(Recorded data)
● ● ● ● ●

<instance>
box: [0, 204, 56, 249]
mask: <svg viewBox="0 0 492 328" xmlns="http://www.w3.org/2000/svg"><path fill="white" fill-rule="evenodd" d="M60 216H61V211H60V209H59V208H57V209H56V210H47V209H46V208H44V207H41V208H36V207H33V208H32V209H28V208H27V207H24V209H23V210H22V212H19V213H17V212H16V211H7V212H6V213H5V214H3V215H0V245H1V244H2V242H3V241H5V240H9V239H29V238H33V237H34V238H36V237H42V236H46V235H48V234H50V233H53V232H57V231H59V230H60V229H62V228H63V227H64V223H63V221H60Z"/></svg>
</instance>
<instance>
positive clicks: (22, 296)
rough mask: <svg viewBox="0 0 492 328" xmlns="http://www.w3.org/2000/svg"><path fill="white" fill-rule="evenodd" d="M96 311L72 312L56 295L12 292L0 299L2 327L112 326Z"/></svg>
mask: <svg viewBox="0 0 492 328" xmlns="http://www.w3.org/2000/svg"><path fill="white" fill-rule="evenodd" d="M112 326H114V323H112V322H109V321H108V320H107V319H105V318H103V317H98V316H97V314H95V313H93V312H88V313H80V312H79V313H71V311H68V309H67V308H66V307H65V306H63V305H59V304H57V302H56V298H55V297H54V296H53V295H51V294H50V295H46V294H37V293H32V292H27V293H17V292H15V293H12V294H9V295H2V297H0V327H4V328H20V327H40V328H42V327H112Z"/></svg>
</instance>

● ● ● ● ●

**PROBLEM DESCRIPTION**. Retype all of the material above without changing a single character.

**REPLY TO THE EXERCISE**.
<instance>
box: [0, 204, 56, 249]
mask: <svg viewBox="0 0 492 328" xmlns="http://www.w3.org/2000/svg"><path fill="white" fill-rule="evenodd" d="M60 216H61V211H60V209H59V208H57V209H56V210H47V209H46V208H44V207H41V208H36V207H33V208H32V209H28V208H27V207H24V209H23V210H22V212H19V213H17V212H16V211H7V212H6V213H5V214H3V215H0V245H1V244H2V242H3V241H5V240H9V239H29V238H33V237H34V238H36V237H42V236H46V235H48V234H50V233H53V232H57V231H59V230H60V229H62V228H63V227H64V223H63V221H60Z"/></svg>
</instance>
<instance>
positive clicks: (22, 296)
rough mask: <svg viewBox="0 0 492 328" xmlns="http://www.w3.org/2000/svg"><path fill="white" fill-rule="evenodd" d="M96 311L72 312L56 295L12 292L0 299L2 327L112 326Z"/></svg>
mask: <svg viewBox="0 0 492 328" xmlns="http://www.w3.org/2000/svg"><path fill="white" fill-rule="evenodd" d="M112 326H114V323H112V322H109V321H108V320H107V319H105V318H103V317H98V316H97V314H95V313H93V312H88V313H80V312H79V313H71V311H68V309H67V308H66V307H65V306H63V305H59V304H57V302H56V298H55V297H54V296H53V295H51V294H50V295H46V294H37V293H32V292H27V293H17V292H15V293H12V294H9V295H2V297H0V327H4V328H20V327H40V328H42V327H112Z"/></svg>
</instance>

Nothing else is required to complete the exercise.